An early example in James Rosenquist’s innovative body of work, Fast Pain Relief heralds the coming of Pop Art while paying tribute to the history of painting. Hypothesized to be the sister painting to Marilyn Monroe, I, another work of 1962 which is held in the collection of the Museum of Modern Art in New York, the present lot was originally titled Marilyn Monroe No. 2, but changed after the starlet’s early death in 1962. As such, Fast Pain Relief captures the late actresses’ face overlaid with a gray and black rectangle upon which a small blue hand a very large pill have been painted. Her nose, part of her lips, and an eyebrow are visible, but the rest of her face is obscured. Composed in discrete sections, the present lot has Rosenquist’s quintessential optical power of a large billboard or double-page magazine ad.

Although there was much to ally him to the movement thanks to his renderings of consumer products and movie stars in a cool, impersonal, graphic manner, Rosenquist never quite saw himself as a true member of Pop art. It is true there are certain important elements to his work that make him a singular member of the movement. For one, Rosenquist was always a painter’s painter, preferring in almost every case to paint by hand instead of relying on mechanical techniques that had come to be synonymous with Pop artists thanks to Warhol’s silkscreens and Lichtenstein’s Ben-Day stencils. He was, according to Walter Hopps, “a superb painter in a very traditional sense, producing very untraditional images” (W. Hopps. “Connoissuer of the Inexplicable,” in James Rosenquist: A Retrospective, exh., cat., Solomon R. Guggenheim Museum, New York, 2004, p. 8). Moreover, he had a distinct disavowal of the nostalgia often communicated in the paintings of other Pop artists. Instead, he preferred ambiguity. He eschewed brand names and recognizable objects. He painted real things, but cropped and distorted them at arbitrary angles, turning the familiar into the unfamiliar. Rosenquist didn’t share Warhol’s satire, Oldenburg’s wit or Lichtenstein’s cerebral pondering of style. What he does share with his contemporaries, however, is an intense intrigue for the people and objects that make America uniquely its own, and the unsuspecting agitation that can accompany them.

# Supplied data
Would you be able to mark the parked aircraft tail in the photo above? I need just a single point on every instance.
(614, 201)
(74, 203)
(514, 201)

# Instructions
1. Based on the text on Fast Pain Relief, say yes or no to each statement below and quote the words of the text that decide it: (a) The painting was first titled Marilyn Monroe No. 2. (b) Rosenquist usually relied on mechanical techniques. (c) Rosenquist favored brand names in his paintings.
2. Print the part of the text on Fast Pain Relief from "An early example" up to and including "double-page magazine ad.".
3. According to the text on Fast Pain Relief, which museum holds Marilyn Monroe, I?
Use only the text on Fast Pain Relief; the listing plays no part.

# Answers by task
1.
(a) Yes: "the present lot was originally titled Marilyn Monroe No. 2"
(b) No: "preferring in almost every case to paint by hand instead of relying on mechanical techniques"
(c) No: "He eschewed brand names and recognizable objects."

2.
An early example in James Rosenquist’s innovative body of work, Fast Pain Relief heralds the coming of Pop Art while paying tribute to the history of painting. Hypothesized to be the sister painting to Marilyn Monroe, I, another work of 1962 which is held in the collection of the Museum of Modern Art in New York, the present lot was originally titled Marilyn Monroe No. 2, but changed after the starlet’s early death in 1962. As such, Fast Pain Relief captures the late actresses’ face overlaid with a gray and black rectangle upon which a small blue hand a very large pill have been painted. Her nose, part of her lips, and an eyebrow are visible, but the rest of her face is obscured. Composed in discrete sections, the present lot has Rosenquist’s quintessential optical power of a large billboard or double-page magazine ad.

3. The Museum of Modern Art in New York.